Return all of the lines below exactly as they are.

(Dataset entries)
---
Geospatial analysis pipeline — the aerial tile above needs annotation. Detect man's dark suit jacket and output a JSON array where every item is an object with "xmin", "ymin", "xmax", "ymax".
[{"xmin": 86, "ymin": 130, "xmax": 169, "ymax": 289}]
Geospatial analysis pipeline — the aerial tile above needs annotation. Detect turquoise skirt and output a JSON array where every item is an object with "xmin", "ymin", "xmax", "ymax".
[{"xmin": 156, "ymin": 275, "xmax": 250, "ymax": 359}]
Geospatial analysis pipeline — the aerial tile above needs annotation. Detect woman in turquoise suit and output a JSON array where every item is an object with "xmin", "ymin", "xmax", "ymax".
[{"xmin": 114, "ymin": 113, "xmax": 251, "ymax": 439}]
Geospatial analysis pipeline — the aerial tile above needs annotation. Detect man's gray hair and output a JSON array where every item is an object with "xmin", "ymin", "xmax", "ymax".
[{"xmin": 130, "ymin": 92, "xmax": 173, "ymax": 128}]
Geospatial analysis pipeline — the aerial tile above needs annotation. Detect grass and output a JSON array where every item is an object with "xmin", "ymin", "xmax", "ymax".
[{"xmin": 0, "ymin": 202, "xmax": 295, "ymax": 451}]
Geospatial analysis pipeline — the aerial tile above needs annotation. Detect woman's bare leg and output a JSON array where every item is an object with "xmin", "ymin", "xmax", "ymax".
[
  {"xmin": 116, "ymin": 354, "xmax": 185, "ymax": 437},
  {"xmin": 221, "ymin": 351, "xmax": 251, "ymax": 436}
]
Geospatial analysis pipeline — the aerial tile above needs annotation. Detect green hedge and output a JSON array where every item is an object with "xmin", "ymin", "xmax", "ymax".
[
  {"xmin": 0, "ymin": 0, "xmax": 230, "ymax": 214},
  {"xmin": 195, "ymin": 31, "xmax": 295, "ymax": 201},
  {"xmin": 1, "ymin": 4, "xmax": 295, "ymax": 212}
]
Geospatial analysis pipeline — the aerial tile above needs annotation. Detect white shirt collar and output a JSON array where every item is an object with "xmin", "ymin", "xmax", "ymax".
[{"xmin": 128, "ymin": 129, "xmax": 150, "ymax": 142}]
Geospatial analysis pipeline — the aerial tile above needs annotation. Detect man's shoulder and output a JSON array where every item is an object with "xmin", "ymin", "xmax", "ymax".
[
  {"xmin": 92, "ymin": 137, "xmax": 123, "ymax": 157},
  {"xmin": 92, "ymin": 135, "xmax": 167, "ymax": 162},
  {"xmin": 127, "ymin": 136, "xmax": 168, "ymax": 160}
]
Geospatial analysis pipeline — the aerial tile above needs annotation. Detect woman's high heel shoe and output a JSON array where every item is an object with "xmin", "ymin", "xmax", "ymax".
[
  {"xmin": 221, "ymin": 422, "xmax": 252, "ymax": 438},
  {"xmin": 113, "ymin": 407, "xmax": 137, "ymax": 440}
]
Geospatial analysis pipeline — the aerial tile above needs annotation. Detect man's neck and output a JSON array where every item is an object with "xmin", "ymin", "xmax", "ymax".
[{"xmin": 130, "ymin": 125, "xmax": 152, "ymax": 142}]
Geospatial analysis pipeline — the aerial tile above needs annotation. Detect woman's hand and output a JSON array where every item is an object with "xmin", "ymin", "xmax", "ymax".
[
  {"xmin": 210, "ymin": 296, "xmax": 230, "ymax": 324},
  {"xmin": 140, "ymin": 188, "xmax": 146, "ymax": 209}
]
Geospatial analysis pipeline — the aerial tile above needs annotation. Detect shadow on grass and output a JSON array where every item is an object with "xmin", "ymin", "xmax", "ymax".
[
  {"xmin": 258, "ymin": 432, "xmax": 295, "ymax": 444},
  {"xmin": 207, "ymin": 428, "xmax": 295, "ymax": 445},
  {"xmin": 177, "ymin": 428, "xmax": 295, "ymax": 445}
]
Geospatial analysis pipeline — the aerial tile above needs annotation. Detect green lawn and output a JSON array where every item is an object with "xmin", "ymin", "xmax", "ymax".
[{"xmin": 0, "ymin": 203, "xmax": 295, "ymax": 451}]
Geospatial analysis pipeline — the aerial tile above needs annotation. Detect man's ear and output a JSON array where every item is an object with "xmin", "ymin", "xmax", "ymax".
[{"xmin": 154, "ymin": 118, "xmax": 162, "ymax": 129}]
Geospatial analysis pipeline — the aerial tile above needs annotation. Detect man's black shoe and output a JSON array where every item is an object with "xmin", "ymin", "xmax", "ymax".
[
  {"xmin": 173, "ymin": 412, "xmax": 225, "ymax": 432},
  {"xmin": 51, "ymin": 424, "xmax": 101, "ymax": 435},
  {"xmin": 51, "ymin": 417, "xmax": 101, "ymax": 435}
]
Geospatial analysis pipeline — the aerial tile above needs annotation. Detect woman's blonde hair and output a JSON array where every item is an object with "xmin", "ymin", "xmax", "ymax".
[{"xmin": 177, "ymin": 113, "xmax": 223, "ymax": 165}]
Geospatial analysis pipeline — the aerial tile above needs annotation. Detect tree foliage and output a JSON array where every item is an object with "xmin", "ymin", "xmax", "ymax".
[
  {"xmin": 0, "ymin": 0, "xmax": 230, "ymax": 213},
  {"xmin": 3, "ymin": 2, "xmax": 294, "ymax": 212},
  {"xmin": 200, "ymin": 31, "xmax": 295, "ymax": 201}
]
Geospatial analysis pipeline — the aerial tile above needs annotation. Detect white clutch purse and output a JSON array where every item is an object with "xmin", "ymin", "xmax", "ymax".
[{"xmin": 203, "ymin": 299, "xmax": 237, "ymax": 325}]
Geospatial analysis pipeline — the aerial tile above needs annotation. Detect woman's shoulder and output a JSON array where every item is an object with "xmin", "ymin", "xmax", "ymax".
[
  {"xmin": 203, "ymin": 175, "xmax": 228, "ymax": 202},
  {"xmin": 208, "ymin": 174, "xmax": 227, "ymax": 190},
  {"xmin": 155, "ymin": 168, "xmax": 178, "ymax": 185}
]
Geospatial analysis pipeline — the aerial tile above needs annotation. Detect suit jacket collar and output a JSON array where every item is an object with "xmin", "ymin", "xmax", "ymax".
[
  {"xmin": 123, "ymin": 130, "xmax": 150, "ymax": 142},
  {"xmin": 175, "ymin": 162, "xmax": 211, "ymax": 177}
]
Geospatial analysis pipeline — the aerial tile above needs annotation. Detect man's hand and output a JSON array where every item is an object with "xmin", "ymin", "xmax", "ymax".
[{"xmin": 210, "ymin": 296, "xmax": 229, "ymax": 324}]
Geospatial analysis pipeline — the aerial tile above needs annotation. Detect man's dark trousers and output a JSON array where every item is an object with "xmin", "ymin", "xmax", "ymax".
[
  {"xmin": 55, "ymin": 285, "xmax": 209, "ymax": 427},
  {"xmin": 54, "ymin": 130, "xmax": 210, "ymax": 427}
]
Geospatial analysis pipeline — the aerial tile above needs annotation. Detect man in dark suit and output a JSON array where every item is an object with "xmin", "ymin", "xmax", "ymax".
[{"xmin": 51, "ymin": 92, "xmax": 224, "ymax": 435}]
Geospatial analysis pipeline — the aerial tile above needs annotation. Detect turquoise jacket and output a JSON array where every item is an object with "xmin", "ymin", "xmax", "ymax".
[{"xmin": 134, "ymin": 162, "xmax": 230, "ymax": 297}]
---
(Response)
Geospatial analysis pipeline — the aerial tile above needs annotation. Detect man's dark suit jacket and output a JSON array where every item is an object with "xmin", "ymin", "xmax", "ymax".
[{"xmin": 86, "ymin": 130, "xmax": 169, "ymax": 289}]
Geospatial analysis pipeline — the aerial tile above needs annotation. Detect turquoise skirt and output a JSON array where every item is an object with "xmin", "ymin", "xmax", "ymax".
[{"xmin": 156, "ymin": 275, "xmax": 250, "ymax": 359}]
Geospatial analysis pipeline — the aerial tile above needs annotation. Detect woman in turquoise suit and output a JSON array where every item is an object with "xmin", "ymin", "xmax", "ymax".
[{"xmin": 114, "ymin": 113, "xmax": 251, "ymax": 439}]
Geospatial analysis pipeline — the aerial tile above needs annotation. Detect man's gray hair and output a JSON array where every item is an object with "xmin", "ymin", "xmax", "ymax".
[{"xmin": 130, "ymin": 92, "xmax": 173, "ymax": 128}]
Geospatial analysis pipeline — the aerial tile above needs annotation. Detect grass and output a JSON array where every item is an object with "xmin", "ymin", "xmax", "ymax".
[{"xmin": 0, "ymin": 202, "xmax": 295, "ymax": 451}]
Geospatial analysis pipeline — the aerial tile above needs annotation. Detect woman's bare leg and output a JSON array where every item is an object with "xmin", "ymin", "xmax", "ymax".
[
  {"xmin": 116, "ymin": 354, "xmax": 185, "ymax": 437},
  {"xmin": 221, "ymin": 351, "xmax": 251, "ymax": 436}
]
Geospatial analysis pipeline — the aerial tile above needs annotation. Detect green hedge and output a JSON array where every item is an object with "xmin", "ymin", "xmax", "ymax".
[
  {"xmin": 0, "ymin": 0, "xmax": 230, "ymax": 214},
  {"xmin": 195, "ymin": 31, "xmax": 295, "ymax": 201},
  {"xmin": 1, "ymin": 4, "xmax": 295, "ymax": 212}
]
Geospatial analysis pipeline — the aerial tile above needs annotation. Detect white shirt collar and output a JSON array where every item is an object with "xmin", "ymin", "xmax", "ymax".
[{"xmin": 128, "ymin": 129, "xmax": 150, "ymax": 142}]
Geospatial analysis pipeline — the aerial tile above needs annotation. Detect man's shoulder and output a JSON array where every item is an object with "xmin", "ymin", "xmax", "ymax".
[
  {"xmin": 92, "ymin": 137, "xmax": 123, "ymax": 157},
  {"xmin": 92, "ymin": 135, "xmax": 167, "ymax": 162},
  {"xmin": 127, "ymin": 136, "xmax": 168, "ymax": 160}
]
Geospatial analysis pipeline — the aerial tile above needs annotation. Detect woman's high heel shoe and output a JSON array where every item is an object with "xmin", "ymin", "xmax", "ymax".
[
  {"xmin": 221, "ymin": 422, "xmax": 252, "ymax": 438},
  {"xmin": 113, "ymin": 407, "xmax": 137, "ymax": 440}
]
Geospatial analysis pipeline — the aerial tile above needs annotation. Detect man's neck and output a JSON array where every item is an object with "xmin", "ymin", "xmax", "ymax".
[{"xmin": 130, "ymin": 125, "xmax": 152, "ymax": 142}]
Geospatial analysis pipeline — the aerial tile above needs annotation. Detect woman's hand and output a JSON array where every item is an object with "xmin", "ymin", "xmax", "ymax".
[
  {"xmin": 210, "ymin": 296, "xmax": 230, "ymax": 324},
  {"xmin": 140, "ymin": 188, "xmax": 146, "ymax": 209}
]
Geospatial analysis pipeline — the aerial tile above needs annotation. Detect shadow on grass and output a JSON array where every item is an object with "xmin", "ymin", "xmax", "ymax".
[
  {"xmin": 258, "ymin": 432, "xmax": 295, "ymax": 444},
  {"xmin": 207, "ymin": 428, "xmax": 295, "ymax": 445},
  {"xmin": 177, "ymin": 428, "xmax": 295, "ymax": 445}
]
Geospatial analysis pipeline — the aerial tile above needs annotation. Detect green lawn and output a JSON array where every item is an object with "xmin", "ymin", "xmax", "ymax".
[{"xmin": 0, "ymin": 203, "xmax": 295, "ymax": 451}]
Geospatial analysis pipeline — the aerial tile above needs annotation. Detect man's ear and output a JSON array where every item is an object with "xmin", "ymin", "xmax", "ymax".
[{"xmin": 154, "ymin": 118, "xmax": 162, "ymax": 129}]
Geospatial analysis pipeline — the aerial tile above needs annotation. Detect man's black shoe and output a JSON array where every item is an object with "xmin", "ymin", "xmax", "ymax".
[
  {"xmin": 173, "ymin": 412, "xmax": 225, "ymax": 432},
  {"xmin": 51, "ymin": 424, "xmax": 101, "ymax": 435},
  {"xmin": 51, "ymin": 417, "xmax": 101, "ymax": 435}
]
Geospatial analysis pipeline — the aerial tile above needs annotation. Detect woman's blonde hair and output a JSON array where every item is an object with "xmin", "ymin", "xmax", "ymax".
[{"xmin": 177, "ymin": 113, "xmax": 223, "ymax": 165}]
Geospatial analysis pipeline — the aerial tile above needs annotation. Detect tree foliage and output a JSON array where every item is an object with "xmin", "ymin", "xmax", "ymax".
[
  {"xmin": 0, "ymin": 0, "xmax": 230, "ymax": 213},
  {"xmin": 3, "ymin": 2, "xmax": 294, "ymax": 212},
  {"xmin": 200, "ymin": 31, "xmax": 295, "ymax": 201}
]
Geospatial analysis pipeline — the aerial tile above needs annotation. Detect white clutch purse and output a JSON array where every item is an object with "xmin", "ymin", "xmax", "ymax".
[{"xmin": 203, "ymin": 299, "xmax": 237, "ymax": 325}]
Geospatial analysis pipeline — the aerial tile above needs annotation. Detect woman's shoulder and output a JSON array where every item is an object with "xmin", "ymin", "xmax", "ymax".
[
  {"xmin": 203, "ymin": 175, "xmax": 228, "ymax": 202},
  {"xmin": 208, "ymin": 174, "xmax": 227, "ymax": 190},
  {"xmin": 155, "ymin": 168, "xmax": 178, "ymax": 185}
]
Geospatial analysis pipeline — the aerial tile above needs annotation. Detect suit jacket collar and output a JSON array where every item is an object with "xmin", "ymin", "xmax", "ymax".
[
  {"xmin": 123, "ymin": 130, "xmax": 150, "ymax": 142},
  {"xmin": 175, "ymin": 162, "xmax": 211, "ymax": 177}
]
Geospatial analysis pipeline — the aerial tile above needs annotation. Detect man's hand and output a JSON array where every item is an object with "xmin", "ymin", "xmax", "ymax".
[{"xmin": 210, "ymin": 296, "xmax": 229, "ymax": 324}]
Geospatial analysis pipeline — the aerial tile above needs annotation. Detect man's dark trousers and output a JSON array where every item is an object with "xmin", "ymin", "xmax", "ymax".
[
  {"xmin": 55, "ymin": 285, "xmax": 209, "ymax": 427},
  {"xmin": 54, "ymin": 130, "xmax": 210, "ymax": 427}
]
Geospatial analysis pipeline — the aerial tile above needs annotation. Detect man in dark suit and output a JSON array where every item is an object with "xmin", "ymin", "xmax", "ymax".
[{"xmin": 51, "ymin": 92, "xmax": 224, "ymax": 435}]
Geospatial analysis pipeline — the aerial tile above needs annotation. Detect turquoise jacket and output a JSON array where every item is an object with "xmin", "ymin", "xmax", "ymax".
[{"xmin": 134, "ymin": 162, "xmax": 230, "ymax": 297}]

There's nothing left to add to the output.